----- SUPPLIED INFORMATION

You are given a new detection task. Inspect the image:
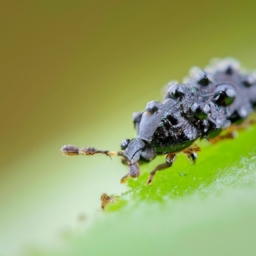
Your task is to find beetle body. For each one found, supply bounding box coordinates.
[62,59,256,183]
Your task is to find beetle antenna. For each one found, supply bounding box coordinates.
[61,145,124,157]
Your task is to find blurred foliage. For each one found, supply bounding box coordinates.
[0,0,256,256]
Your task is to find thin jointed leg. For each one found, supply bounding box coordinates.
[147,153,176,184]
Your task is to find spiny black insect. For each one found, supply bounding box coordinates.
[61,58,256,183]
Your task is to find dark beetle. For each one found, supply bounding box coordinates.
[61,59,256,183]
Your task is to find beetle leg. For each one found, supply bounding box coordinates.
[132,112,143,135]
[61,145,123,157]
[147,153,176,184]
[183,145,201,164]
[121,162,140,183]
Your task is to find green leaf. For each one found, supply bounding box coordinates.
[25,127,256,256]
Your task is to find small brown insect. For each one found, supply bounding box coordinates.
[100,193,118,210]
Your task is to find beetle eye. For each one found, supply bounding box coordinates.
[121,139,131,150]
[213,84,236,106]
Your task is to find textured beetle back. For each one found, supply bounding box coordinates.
[138,58,256,152]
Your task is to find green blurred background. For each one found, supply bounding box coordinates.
[0,0,256,255]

----------

§ TASK REQUIREMENTS
Pictures stay out; reproduce every line of the records exactly.

§ EXPECTED OUTPUT
You are given a new detection task. Inspect the image:
Your task is to find beetle body. For each one found, supply bounding box coordinates.
[62,59,256,183]
Your task is to find beetle antenna. For each one found, supply bounding box coordinates.
[61,145,124,157]
Your task is to find blurred foliage. For each one found, supply bounding box coordinates.
[0,0,256,256]
Your task is to find thin jointed leg. For each one found, supply bounding box coordinates.
[147,153,176,184]
Your task is to find spiny black insect. For each one found, supply bounding box coordinates.
[61,58,256,183]
Your task is to find dark beetle. For each one found, supply bounding box coordinates.
[61,59,256,183]
Your task is to find beetle leg. For each one found, supply bounding box coordinates.
[132,112,143,135]
[61,145,123,157]
[147,153,176,184]
[183,145,201,164]
[121,162,140,183]
Your task is to find green leaf. For each one found, supply bounding box coordinates.
[25,127,256,256]
Your task is to find small brown insect. For each one found, supply bounding box coordinates.
[100,193,118,210]
Your task is to find beetle eye. For each one found, supply bounding box coordinates.
[121,139,131,150]
[213,84,236,106]
Your task is to find textured beetle back. For each one found, supply bounding box coordinates.
[138,58,256,152]
Your task is to find green blurred background. For each one found, supply bounding box coordinates.
[0,0,256,255]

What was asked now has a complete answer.